▶ TASKS TO PERFORM:
• a. Copy the passage from the Sierra Nevada piece starting at "Meanwhile, Sierra Nevada" and ending at "Hop Hunter IPA.".
• b. Summarize the Sierra Nevada piece in two sentences.
• c. Pick up the Sierra Nevada piece where it stops and keep writing.

Let’s face it, for decades Sierra Nevada Pale Ale was not just the best pale ale available, it was the only pale ale available in many markets. We’ve seen Samuel Adams, one of craft beer’s torch-bearers for decades, struggle to keep up as its brand staled, and we’ve watched it try to re-brand recent IPA products in an attempt to reach the coveted IPA-swigging market. (I’m a fan of Sam’s Rebel IPA, by the way.)

Meanwhile, Sierra Nevada has been quietly bringing intriguing and delicious small-batch products to the market, and with some success. I watched as last year’s Harvest Series unfolded, and nearly fell in love with one of them. And now I cannot get enough of the recently released Hop Hunter IPA.

Whereas the Harvest Series was brewed using a variety of hops and hop methods, the Hop Hunter is made with hop oil. According to Sierra Nevada's description of the beer, a new method of steam distilling wet hops while they are still in the fields “captures the natural flavors, creating a unique and intensely aromatic beer.”

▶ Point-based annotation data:
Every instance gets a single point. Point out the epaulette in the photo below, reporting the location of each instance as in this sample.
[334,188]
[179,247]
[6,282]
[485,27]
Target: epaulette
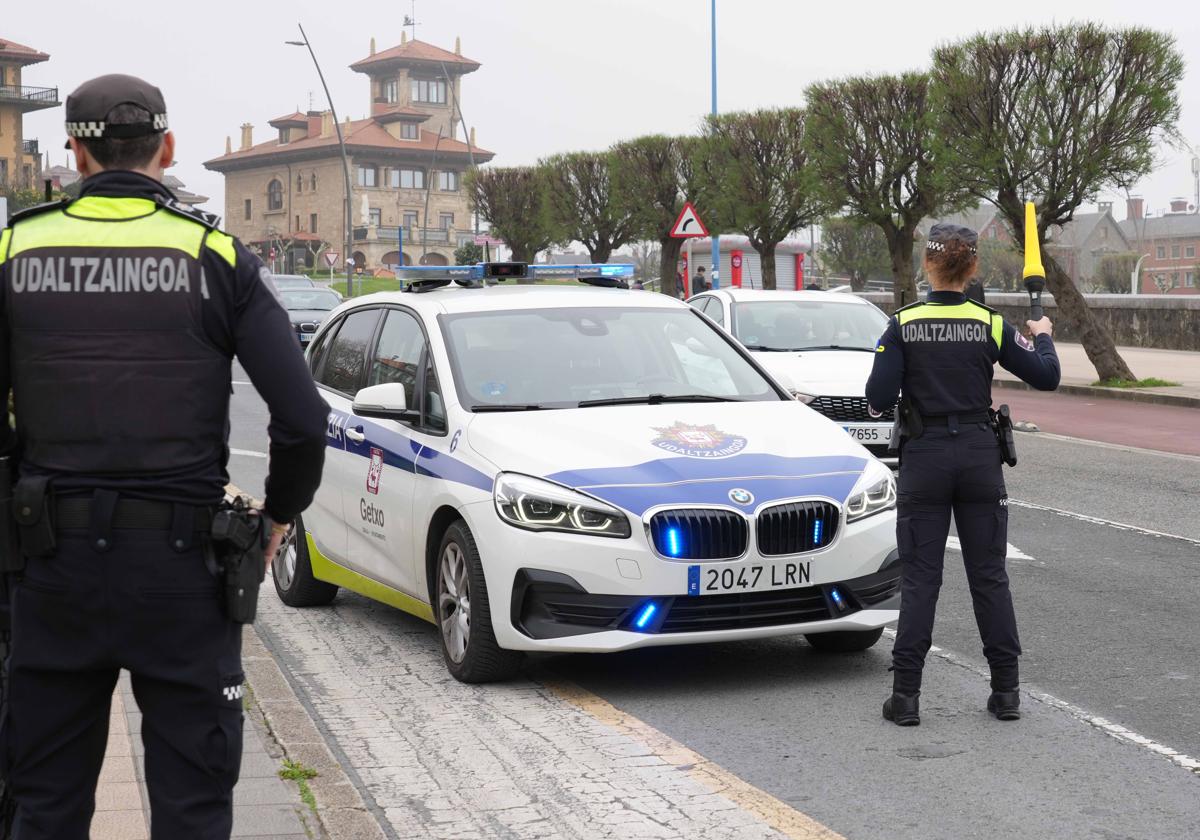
[37,210]
[209,220]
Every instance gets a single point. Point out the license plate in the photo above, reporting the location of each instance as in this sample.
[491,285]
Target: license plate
[720,580]
[870,432]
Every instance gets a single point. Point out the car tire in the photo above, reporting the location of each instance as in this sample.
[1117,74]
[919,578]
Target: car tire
[463,616]
[844,641]
[292,573]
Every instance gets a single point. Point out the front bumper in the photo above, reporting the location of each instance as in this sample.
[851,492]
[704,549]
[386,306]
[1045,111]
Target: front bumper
[570,593]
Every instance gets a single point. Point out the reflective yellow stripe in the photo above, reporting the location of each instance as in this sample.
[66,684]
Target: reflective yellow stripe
[221,244]
[157,229]
[324,569]
[961,311]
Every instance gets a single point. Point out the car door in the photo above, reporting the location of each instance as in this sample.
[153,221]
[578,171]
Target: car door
[381,495]
[339,361]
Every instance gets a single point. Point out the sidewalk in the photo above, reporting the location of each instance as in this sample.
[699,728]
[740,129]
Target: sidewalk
[1171,365]
[264,805]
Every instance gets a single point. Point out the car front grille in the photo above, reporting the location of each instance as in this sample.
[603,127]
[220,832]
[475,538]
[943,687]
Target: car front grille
[797,527]
[700,534]
[747,610]
[849,409]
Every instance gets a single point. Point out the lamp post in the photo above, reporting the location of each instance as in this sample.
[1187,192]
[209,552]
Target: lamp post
[717,239]
[341,145]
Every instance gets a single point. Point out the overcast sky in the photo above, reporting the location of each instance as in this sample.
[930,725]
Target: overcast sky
[556,76]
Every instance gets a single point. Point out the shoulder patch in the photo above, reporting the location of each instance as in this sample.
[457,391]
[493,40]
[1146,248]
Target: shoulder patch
[209,220]
[37,210]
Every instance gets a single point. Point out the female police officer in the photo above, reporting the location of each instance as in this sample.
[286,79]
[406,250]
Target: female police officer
[941,354]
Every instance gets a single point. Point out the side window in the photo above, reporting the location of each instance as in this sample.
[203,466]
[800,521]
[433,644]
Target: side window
[342,369]
[397,357]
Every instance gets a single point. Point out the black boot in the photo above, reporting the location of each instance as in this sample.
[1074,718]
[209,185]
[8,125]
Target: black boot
[1006,705]
[903,709]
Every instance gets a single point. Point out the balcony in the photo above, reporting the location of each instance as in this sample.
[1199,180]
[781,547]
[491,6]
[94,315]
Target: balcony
[29,99]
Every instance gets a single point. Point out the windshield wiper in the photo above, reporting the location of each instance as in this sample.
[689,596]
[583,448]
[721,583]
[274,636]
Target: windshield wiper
[502,407]
[657,400]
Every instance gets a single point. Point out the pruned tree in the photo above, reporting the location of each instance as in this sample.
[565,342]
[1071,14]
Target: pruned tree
[581,203]
[513,202]
[757,178]
[871,145]
[856,249]
[1055,115]
[652,177]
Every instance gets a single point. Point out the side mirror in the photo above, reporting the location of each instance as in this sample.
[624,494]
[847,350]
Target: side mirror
[387,401]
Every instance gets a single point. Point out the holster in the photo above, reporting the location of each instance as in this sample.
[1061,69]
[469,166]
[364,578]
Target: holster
[239,541]
[34,516]
[1002,425]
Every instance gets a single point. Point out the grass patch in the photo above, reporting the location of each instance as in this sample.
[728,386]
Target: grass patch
[300,774]
[1150,382]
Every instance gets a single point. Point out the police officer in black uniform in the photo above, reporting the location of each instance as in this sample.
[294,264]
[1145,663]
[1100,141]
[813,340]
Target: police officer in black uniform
[940,353]
[120,313]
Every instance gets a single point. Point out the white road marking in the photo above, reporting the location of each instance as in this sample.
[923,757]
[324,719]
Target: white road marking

▶ FINAL ANSWERS:
• a.
Meanwhile, Sierra Nevada has been quietly bringing intriguing and delicious small-batch products to the market, and with some success. I watched as last year’s Harvest Series unfolded, and nearly fell in love with one of them. And now I cannot get enough of the recently released Hop Hunter IPA.

• b. For decades Sierra Nevada Pale Ale was the only pale ale available in many markets, and while Samuel Adams has struggled with a stale brand and tried to re-brand its IPAs, Sierra Nevada has quietly brought small-batch beers to market with some success. Its recently released Hop Hunter IPA, unlike the Harvest Series, is made with hop oil produced by a new method of steam distilling wet hops while they are still in the fields.

• c.
Boy does it ever. I’m not going to dig into the details of how it works – I’m far more interested in the end product. Pour a Hop Hunter IPA into a tulip glass and the nose develops into a bouquet of fresh hops blended with tropical fruit. Bittered with Magnum and Millennium, the beer is then finished with Cascade, Crystal and Simcoe. The oil is made with Cascade, Centennial and CTZ. However this oil extraction process works, it’s worth your time just to smell this beer. Literally, I could sit and sniff a pint of it for half an hour and be happy never taking a drink.

But I did take a drink, and you should as well. You may be surprised; I was. Sure, 60 IBU does not exactly signal an orgy of hop spice and bitterness, but the hop flavor on the front of this beer – which nicely matches the nose – does not portend the finish, which is amazingly smooth and slightly dry. The flavor ends up citrusy, with slight piney tones, a bit of pepper and moderate bitterness.

This one holds up nicely in comparison to the Harvest Series brew I fell for in late 2014 (and which seems to be gone now, sadly): Neomexicanus, made with wild hops which some hop hunters “found while scrambling down hillsides near their home in New Mexico.” This single-hopped brew had a similar freshness to that of the Hop Hunter IPA.

Fortunately, unlike the Harvest Series beers, Hop Hunter IPA will apparently be available year-round. I’ll consider this one a go-to – at least until The Next Big Thing comes along. Hey, beer drinkers are fickle creatures – but kudos to an old-school brewer bidding to be that Next Big Thing.